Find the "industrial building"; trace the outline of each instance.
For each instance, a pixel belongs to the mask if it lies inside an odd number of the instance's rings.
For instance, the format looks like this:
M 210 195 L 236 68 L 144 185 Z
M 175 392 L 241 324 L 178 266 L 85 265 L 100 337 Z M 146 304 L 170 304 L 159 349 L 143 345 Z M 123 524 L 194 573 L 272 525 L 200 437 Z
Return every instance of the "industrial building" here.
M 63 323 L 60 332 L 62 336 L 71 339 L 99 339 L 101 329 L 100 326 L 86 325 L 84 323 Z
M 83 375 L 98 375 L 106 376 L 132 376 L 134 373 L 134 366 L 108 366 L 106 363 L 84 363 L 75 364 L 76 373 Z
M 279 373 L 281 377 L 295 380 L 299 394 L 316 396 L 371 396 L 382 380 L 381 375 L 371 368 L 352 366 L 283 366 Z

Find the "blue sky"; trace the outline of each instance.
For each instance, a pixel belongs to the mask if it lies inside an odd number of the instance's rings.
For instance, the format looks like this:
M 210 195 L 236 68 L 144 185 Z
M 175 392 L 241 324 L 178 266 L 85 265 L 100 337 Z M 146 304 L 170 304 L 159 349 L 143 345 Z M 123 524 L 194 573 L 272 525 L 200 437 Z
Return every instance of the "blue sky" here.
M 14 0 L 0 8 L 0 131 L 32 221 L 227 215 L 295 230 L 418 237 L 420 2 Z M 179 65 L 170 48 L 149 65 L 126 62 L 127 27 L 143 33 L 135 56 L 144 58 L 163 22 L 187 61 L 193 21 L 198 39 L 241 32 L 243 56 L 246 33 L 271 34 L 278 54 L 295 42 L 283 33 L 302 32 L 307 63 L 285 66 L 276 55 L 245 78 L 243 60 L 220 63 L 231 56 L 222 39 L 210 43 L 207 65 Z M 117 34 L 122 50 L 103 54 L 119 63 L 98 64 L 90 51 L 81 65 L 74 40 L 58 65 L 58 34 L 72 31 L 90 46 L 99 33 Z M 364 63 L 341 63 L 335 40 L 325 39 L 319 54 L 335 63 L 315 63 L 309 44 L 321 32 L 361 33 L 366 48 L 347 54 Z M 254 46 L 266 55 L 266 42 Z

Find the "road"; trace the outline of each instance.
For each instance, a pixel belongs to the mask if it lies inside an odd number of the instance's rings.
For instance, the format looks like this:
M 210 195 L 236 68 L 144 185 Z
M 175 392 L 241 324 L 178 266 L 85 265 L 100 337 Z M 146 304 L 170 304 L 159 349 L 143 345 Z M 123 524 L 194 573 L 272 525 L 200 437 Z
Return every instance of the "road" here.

######

__Ziel__. Ersetze in allen Datensätzen oben jedes Vorkommen von „trace the outline“ durch „mark the contour“. Gib die Datensätze anschließend vollständig und ansonsten unverändert wieder.

__Ergebnis der Aufgabe__.
Find the "industrial building"; mark the contour of each instance.
For each instance, a pixel belongs to the mask if it lies inside an odd number of the instance's rings.
For instance, the format looks like this:
M 210 195 L 236 68 L 144 185 Z
M 175 392 L 241 324 L 178 266 L 85 265 L 100 337 Z M 146 304 L 170 304 L 159 349 L 143 345 Z M 123 524 L 194 573 L 272 525 L 200 437 Z
Return every instance of the "industrial building" here.
M 63 323 L 60 332 L 62 336 L 71 339 L 99 339 L 101 329 L 100 326 L 86 325 L 84 323 Z
M 83 375 L 98 375 L 106 376 L 132 376 L 134 373 L 134 366 L 108 366 L 106 363 L 84 363 L 75 364 L 76 373 Z
M 279 373 L 281 377 L 295 380 L 299 394 L 316 396 L 371 396 L 382 380 L 381 375 L 371 368 L 352 366 L 283 366 Z

Find the "blue sky"; mark the contour of each instance.
For each instance, a pixel belongs to the mask if it lies inside an odd number of the instance's rings.
For instance, the format looks like this:
M 210 195 L 236 68 L 144 185 Z
M 175 392 L 241 324 L 178 266 L 85 265 L 100 337 Z M 146 304 L 170 304 L 159 349 L 143 345 Z M 123 524 L 194 573 L 272 525 L 200 437 Z
Return every instance of the "blue sky" here.
M 14 0 L 0 8 L 0 131 L 32 221 L 227 215 L 295 230 L 418 237 L 420 2 Z M 179 65 L 170 48 L 149 65 L 126 62 L 127 27 L 143 33 L 135 56 L 144 58 L 163 22 L 187 61 L 193 21 L 198 39 L 241 32 L 243 56 L 246 33 L 271 34 L 278 54 L 295 42 L 283 33 L 302 32 L 307 63 L 285 66 L 276 55 L 245 78 L 243 60 L 220 63 L 231 56 L 222 39 L 210 43 L 207 65 Z M 117 34 L 122 50 L 103 54 L 119 63 L 98 64 L 90 51 L 81 65 L 74 40 L 58 65 L 58 34 L 72 31 L 90 46 L 99 33 Z M 364 63 L 341 63 L 335 40 L 325 39 L 319 54 L 335 63 L 315 63 L 309 44 L 321 32 L 361 33 L 366 48 L 347 54 Z M 254 46 L 266 55 L 266 42 Z

Find the "road"; mark the contour of each instance.
For each instance, a pixel belongs to the mask if it lies inside an odd number of the instance's rings.
For instance, the format looks like this:
M 210 195 L 236 68 L 144 185 Z
M 175 392 L 241 324 L 178 266 L 85 265 L 100 337 Z M 146 304 L 170 304 L 159 349 L 143 345 Z M 123 524 L 194 573 L 272 525 L 200 437 Z
Return every instance of the "road" here.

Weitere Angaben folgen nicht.